BEGIN Source text
On 7th March 2016 the new regulatory Senior Managers Regime came into force for the UK banking and insurance sectors.
This Blog is a guide to the banking regime (SMR). Many of the same rules are also included in the insurance version of the regime (SIMR) but we concern ourselves here mainly with the SMR.
The SMR replaces the old ‘Approved Persons Regime’ and is the tool now used by the UK regulators – the Prudential Regulation Authority (PRA) and Financial Conduct Authority (FCA) – to assess and approve whether people in key management positions in UK financial firms are ‘Fit and Proper’.
And it reaches far and wide, especially when it starts getting applied to other financial firms (as well as banks and insurance companies) in 2018.
But what does it all really mean and how will it help?
What is it all about?
The SMR has been in the planning and implementation stage for three years. It came out of a 2013 report by the UK Parliamentary Commission for Banking Standards, whose recommendations were made law in the Banking Reform Act 2013. Then a series of consultation papers, policy statements and supervisory statements issued by the regulators in 2014-15 in effect implemented the relevant sections of the new law.
Finally it all went live for banks in March 2016. Next March (2017) the new rules relating to conduct will be extended to all bank staff, even those who do not fall in the Senior Managers Regime. Then there are plans to extend the SMR regime in 2018, to cover investment companies, asset managers and consumer credit firms.
The new regime replaces the old ‘Approved Persons Regime’ or APR, which was previously the mechanism used by financial regulators in the UK to approve key managers and other staff in the firms they regulate. The APR included, among other things, a test for being ‘Fit and Proper’, applied to senior managers in ‘Significant Influence Functions’. This meant company directors, and people responsible for overseeing systems and controls, or for areas like Risk and Compliance. The APR also applied to other so-called ‘Controlled Functions’ including sales personnel and other customer-facing roles. Approved Persons not only had to pass the ‘Fit and Proper’ test but also had to comply with the FCA’s Statements of Principle and Code of Practice.
On the face of it the new SMR is simply a technical regulatory change. A new and different set of hoops to go through to demonstrate regulatory compliance, and help firms keep their regulatory licence. But in reality it goes a lot further. Firms will need not only to organise themselves in a different way and tick some more – or different – regulatory boxes but actually to change their way of thinking and operating, more fundamentally. If firms treat it as a box-ticking exercise they will be caught out. Box-ticking isn’t the intention. The intention is to bring about more fundamental change in behaviour.
END Source text
BEGIN Available records
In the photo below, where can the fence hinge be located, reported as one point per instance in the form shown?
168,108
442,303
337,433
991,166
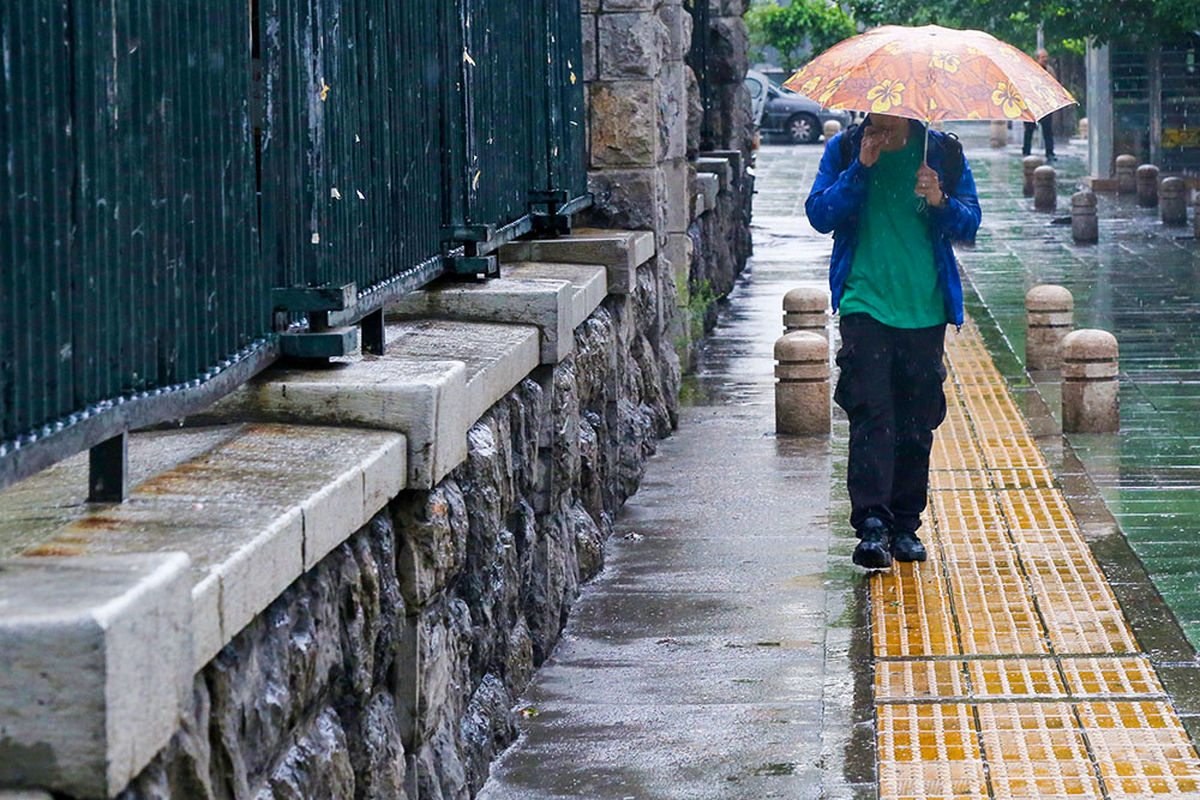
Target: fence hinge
END Available records
_What to work on_
[A] Copy out the point-labeling records exactly as they appear, line for line, omitting the pictures.
[B] Continue the guide to the UK Senior Managers Regime from its final sentence.

_Outputs for the tasks_
[A]
In the photo below, where can the fence hinge be located, reported as one point per instance in the form shown?
168,108
442,303
337,433
991,166
Target: fence hinge

[B]
The new rules hold individuals at all levels to new standards of conduct, and try to ensure that senior managers are held to account for any misconduct that falls within their area of responsibility. That is the key objective: to increase individual accountability, personal responsibility and transparency about who is responsible for what. As one senior UK Regulator put it, “You can delegate tasks but you can’t delegate responsibility”. Senior managers at banks and insurers are now required to know exactly what they are responsible for and can be held accountable for any failings in their area.
It sounds obvious enough. But in complex financial organisations with global, regional and legal entity matrix management, a siloed culture and cut-throat internal competition, it isn’t always clear who is responsible for what and why. Too often before, during and after the financial crisis, the senior managers responsible for overseeing teams who broke the rules were able to get off the hook because their accountability wasn’t clear. Clarity creates accountability: that is the regulators’ thinking.
What are the main features of the new regime?
SMR and Certification
In effect there are two levels of ‘approval’ in the new regime: the Senior Managers Regime and the Certification Regime. SMR focuses on people who have key roles and responsibilities in regulated firms, for example the Board of Directors (including Non Executive Directors who hold direct responsibilities), and the other senior individuals who hold significant responsibilities within the firm. Individuals falling under this regime will need pre-approval by the regulators.
The Certification Regime covers staff who do not fall within the SMR, but who can still create risk for a firm or its customers. This includes all the people who were previously Approved Persons under the old regime. The big change is that firms are now required themselves (annually) to assess whether people are Fit and Proper, rather than the regulators doing that assessment. This may beg difficult questions for a firm if it finds evidence of misconduct while performing this job. How to judge whether something is serious enough to need action under the rules? It isn’t yet clear whether firms will over-react in this situation and be too defensive, or go the other way and be too lenient, but eventually it should find a level. In the end consistency is what matters; certainly within a firm. It will be up to the regulators to apply sensible guidance to ensure consistency across firms.
The two populations together (SMR and Certification staff) constitute the list of Responsible Approved Persons or ‘RAPs’.
New conduct rules
The conduct rules applied to all RAPs (both SMR and Certified persons) from March 2016. From 7th March 2017 however they will be extended to all staff, not just those falling within the SMR and the Certification Regime, apart from some people in ancillary functions. In other words even junior employees will be subject to regulatory proceedings if the regulators decide, on investigation, that those employees’ actions did not meet the standards required in the new rules.
Firms have to prepare Responsibilities Maps which detail the requirements of each role, and individual Statements of Responsibility for all individuals carrying out Senior Management Functions. Aside from needing pre-approval for SMR functions, firms will also need to have systems in place to themselves assess and document the ‘Fit and Properness’ of individuals, both at the time of application and annually after that. And certain provisions of the new conduct rules also apply to these Senior Management Functions.
The regulators want these ‘responsibility’ documents to be closely aligned to business objectives and strategic execution. In other words there will need to be a link between SMR documented responsibilities and more traditional documents like job descriptions, personal objectives and committee terms of reference. In this way SMR is expected to fit seamlessly in the firm’s wider operating model, not just create a new piece of paper to satisfy the regulators. And the regulators won’t expect to find differences between what people say they do and what they actually do.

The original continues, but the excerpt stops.